▶ [Verilen metin]:
★ ★ ★
Zamanında hatırlarım öğlen vakit geldiğinde odama yatağıma bırakılır annem tarafından, kapı kapatılmak suretiyle odaya hapis olurdum...
"Hapis olurdum" tabi o zamanki aklımın dediği, şimdiyse kendi çocuğuma aynısını yapmasam da mutlaka yanına uzanıp öğlen uykusuna yatırıyorum...
Annem gibi düşünüyorum uyumasa da dinlenecek...
Allahtan uyuyor da iyice dinleniyor...
Velhasıl tamamen "öğlen uykusu uyusun çocuklar" diyen taraftayım...
Gerçi bizim tarafta da pek kimse kalmadı, benim gibi yeni annelerin karşı tarafta olanları çok...
Neyse eyvallah kim neyi düşünürse...
Bugün benim için apayrı heyecan verici bir sabahtı...
Beden eğitimci anne baba olarak, çocuğumuzun yaşı gelse de spor sıralamasına başlasak diye saydığımız günlerin sonuna geldik şükür...
Bütün sporların ilk basamağı cimnastiğe başladık...
Her geç edinilmiş çocuğun, görmemiş ebeveyni olarak biz, birimizin elinde kamera diğerimizin elinde fotoğraf makinası küçük hanım ne yaptıysa çektik de çektik..
Gün gibi aşikar bizimkinden cimnastikçi olmaz narin değil bir kere vücudu fakat çok güçlü bir çocuk mutlaka diğer branşlarda değerlendirilmesi şart...
Fakat basamak da belli, bir dönem cimnastik, sonrasında yüzme, sonrasında ister yüzmeye devam eder, ister başka bir branşa yönelir...
Artık kendi isteğine kalmış...
Şimdilik başladık bismillah, bugün çok iyi geçti fakat bu kadar hareket bünyeye ağır geldi, öğlen dinlenmek üzere yattık birlikte yatağa dedim:
"haydi annecim kapatalım gözlerimizi"
"kapatmayacağım ben hem uyumayacağım da...
hem uyuyarak mı dinlenilir illaaaa.........."
dedi baktım gözler gitti...
★ ★ ★
▶ [Görev 1]:
Aşağıdaki listede "lawn" sözcüğünü içeren kaç satır bulunduğunu belirtin ve yalnızca sayıyı verin. Büyük ve küçük harf ayrımı dikkate alınır.

▶ [Kayıtlı satırlar]:
★ ★ ★
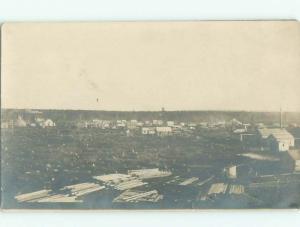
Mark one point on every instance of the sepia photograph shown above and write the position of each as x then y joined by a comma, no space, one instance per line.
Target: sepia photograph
150,115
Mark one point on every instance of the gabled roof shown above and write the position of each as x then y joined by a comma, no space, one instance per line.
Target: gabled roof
295,154
277,133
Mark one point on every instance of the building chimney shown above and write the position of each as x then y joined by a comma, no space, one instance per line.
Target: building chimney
281,123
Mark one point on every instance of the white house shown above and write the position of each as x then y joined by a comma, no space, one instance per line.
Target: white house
170,123
148,131
295,156
278,139
47,123
163,131
20,122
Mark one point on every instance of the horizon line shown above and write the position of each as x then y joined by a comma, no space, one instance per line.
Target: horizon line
183,110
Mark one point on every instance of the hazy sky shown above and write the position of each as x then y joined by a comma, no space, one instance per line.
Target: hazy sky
149,65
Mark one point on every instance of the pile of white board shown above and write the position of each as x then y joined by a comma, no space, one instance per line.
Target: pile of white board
83,188
113,178
139,196
45,196
217,188
68,194
149,173
120,181
27,197
189,181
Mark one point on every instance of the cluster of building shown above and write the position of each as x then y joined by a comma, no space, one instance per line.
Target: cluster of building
20,122
125,183
154,127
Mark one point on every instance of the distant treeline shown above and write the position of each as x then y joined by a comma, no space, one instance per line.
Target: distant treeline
60,116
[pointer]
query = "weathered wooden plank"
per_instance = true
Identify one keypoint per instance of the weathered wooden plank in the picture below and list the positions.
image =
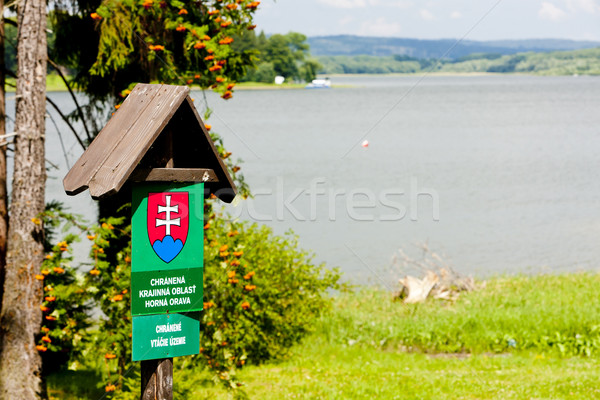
(174, 175)
(225, 189)
(157, 379)
(109, 138)
(120, 163)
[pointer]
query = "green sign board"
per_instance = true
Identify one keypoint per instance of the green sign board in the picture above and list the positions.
(155, 292)
(165, 336)
(167, 248)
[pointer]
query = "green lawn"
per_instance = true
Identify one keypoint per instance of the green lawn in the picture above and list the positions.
(342, 372)
(514, 338)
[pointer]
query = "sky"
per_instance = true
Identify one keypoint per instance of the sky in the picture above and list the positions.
(434, 19)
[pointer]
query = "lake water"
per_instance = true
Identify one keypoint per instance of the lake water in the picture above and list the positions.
(499, 174)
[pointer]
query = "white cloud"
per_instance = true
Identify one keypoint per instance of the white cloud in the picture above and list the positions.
(345, 3)
(379, 27)
(402, 4)
(589, 6)
(426, 15)
(346, 20)
(550, 12)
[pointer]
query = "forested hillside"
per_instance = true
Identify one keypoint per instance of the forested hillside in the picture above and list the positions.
(582, 62)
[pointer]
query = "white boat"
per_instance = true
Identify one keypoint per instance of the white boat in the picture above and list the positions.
(319, 84)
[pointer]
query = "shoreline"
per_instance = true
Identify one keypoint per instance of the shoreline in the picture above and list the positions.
(55, 84)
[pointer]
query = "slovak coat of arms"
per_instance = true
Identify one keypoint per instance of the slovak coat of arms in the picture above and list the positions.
(168, 222)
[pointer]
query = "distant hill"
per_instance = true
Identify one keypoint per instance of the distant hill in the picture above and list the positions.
(348, 45)
(572, 62)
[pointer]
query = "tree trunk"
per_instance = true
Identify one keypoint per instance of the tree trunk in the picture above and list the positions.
(3, 194)
(20, 319)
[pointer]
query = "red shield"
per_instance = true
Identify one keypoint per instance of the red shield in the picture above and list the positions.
(168, 222)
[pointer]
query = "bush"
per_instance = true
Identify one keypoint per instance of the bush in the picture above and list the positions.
(262, 294)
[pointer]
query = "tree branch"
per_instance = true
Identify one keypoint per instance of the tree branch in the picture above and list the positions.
(63, 116)
(79, 110)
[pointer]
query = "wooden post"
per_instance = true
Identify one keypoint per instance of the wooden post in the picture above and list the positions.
(157, 375)
(157, 379)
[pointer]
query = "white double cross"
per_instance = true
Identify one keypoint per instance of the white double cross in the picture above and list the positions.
(168, 209)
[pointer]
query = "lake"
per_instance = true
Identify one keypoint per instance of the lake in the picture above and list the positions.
(498, 174)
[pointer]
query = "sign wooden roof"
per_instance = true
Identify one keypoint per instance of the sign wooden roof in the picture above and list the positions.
(156, 134)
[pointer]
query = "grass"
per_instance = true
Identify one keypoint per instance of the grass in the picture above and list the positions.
(516, 338)
(340, 372)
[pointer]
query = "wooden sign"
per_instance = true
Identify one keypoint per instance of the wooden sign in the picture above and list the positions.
(157, 140)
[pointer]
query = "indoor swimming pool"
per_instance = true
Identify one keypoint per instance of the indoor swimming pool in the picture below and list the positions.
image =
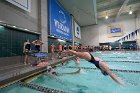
(90, 80)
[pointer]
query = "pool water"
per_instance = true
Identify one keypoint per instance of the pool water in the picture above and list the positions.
(90, 80)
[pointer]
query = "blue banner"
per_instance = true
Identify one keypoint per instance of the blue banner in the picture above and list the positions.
(115, 30)
(60, 21)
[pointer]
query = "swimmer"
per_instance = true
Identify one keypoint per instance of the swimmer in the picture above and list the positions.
(77, 60)
(97, 62)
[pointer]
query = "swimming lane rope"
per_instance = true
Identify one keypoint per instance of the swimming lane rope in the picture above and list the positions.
(117, 70)
(123, 61)
(40, 88)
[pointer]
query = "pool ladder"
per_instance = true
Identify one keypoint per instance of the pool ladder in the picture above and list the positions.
(40, 88)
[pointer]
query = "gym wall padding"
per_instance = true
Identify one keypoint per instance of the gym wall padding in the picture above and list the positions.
(12, 41)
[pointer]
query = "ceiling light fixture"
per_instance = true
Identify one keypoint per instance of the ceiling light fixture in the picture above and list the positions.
(130, 11)
(106, 17)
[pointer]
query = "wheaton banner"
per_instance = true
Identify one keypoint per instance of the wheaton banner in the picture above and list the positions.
(60, 21)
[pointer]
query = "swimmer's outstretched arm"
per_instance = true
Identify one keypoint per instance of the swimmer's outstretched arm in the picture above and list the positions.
(83, 55)
(110, 73)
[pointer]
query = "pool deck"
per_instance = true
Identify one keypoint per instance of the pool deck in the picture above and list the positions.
(17, 72)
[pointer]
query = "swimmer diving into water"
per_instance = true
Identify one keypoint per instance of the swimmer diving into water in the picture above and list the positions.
(100, 64)
(51, 71)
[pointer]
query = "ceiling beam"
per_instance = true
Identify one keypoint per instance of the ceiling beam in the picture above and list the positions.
(95, 10)
(122, 8)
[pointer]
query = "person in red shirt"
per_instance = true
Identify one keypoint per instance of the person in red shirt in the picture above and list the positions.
(52, 50)
(60, 50)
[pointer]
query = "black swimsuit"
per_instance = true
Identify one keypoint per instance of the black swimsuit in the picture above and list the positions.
(96, 63)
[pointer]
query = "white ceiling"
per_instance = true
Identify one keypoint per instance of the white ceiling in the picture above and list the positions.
(83, 10)
(88, 12)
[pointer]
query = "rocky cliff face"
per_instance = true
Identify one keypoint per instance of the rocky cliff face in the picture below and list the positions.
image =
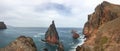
(102, 29)
(51, 35)
(2, 25)
(22, 43)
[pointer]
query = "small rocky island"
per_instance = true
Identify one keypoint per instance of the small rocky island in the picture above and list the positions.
(22, 43)
(2, 25)
(102, 30)
(51, 35)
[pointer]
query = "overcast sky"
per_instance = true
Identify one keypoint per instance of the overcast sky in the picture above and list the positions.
(40, 13)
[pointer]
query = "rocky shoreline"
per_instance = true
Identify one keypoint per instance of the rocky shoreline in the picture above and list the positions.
(102, 29)
(22, 43)
(2, 25)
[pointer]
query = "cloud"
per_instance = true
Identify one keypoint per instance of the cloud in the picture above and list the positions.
(40, 13)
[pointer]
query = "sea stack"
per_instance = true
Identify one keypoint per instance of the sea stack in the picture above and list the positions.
(22, 43)
(75, 35)
(2, 25)
(51, 36)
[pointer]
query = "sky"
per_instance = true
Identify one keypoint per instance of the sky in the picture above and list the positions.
(40, 13)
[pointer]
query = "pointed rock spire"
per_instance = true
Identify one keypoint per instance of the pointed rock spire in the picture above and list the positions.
(51, 35)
★ ★ ★
▶ [Görev 2]:
Öğlen uykusu yazısında hem açılış hem kapanış tırnak işaretiyle tamamen çevrelenmiş ifadelerin hepsini, tırnakları koymadan ve her birini ayrı satıra yazarak sıralayın.

▶ [Görev çıktısı 1]:
2

▶ [Görev çıktısı 2]:
Hapis olurdum
öğlen uykusu uyusun çocuklar
haydi annecim kapatalım gözlerimizi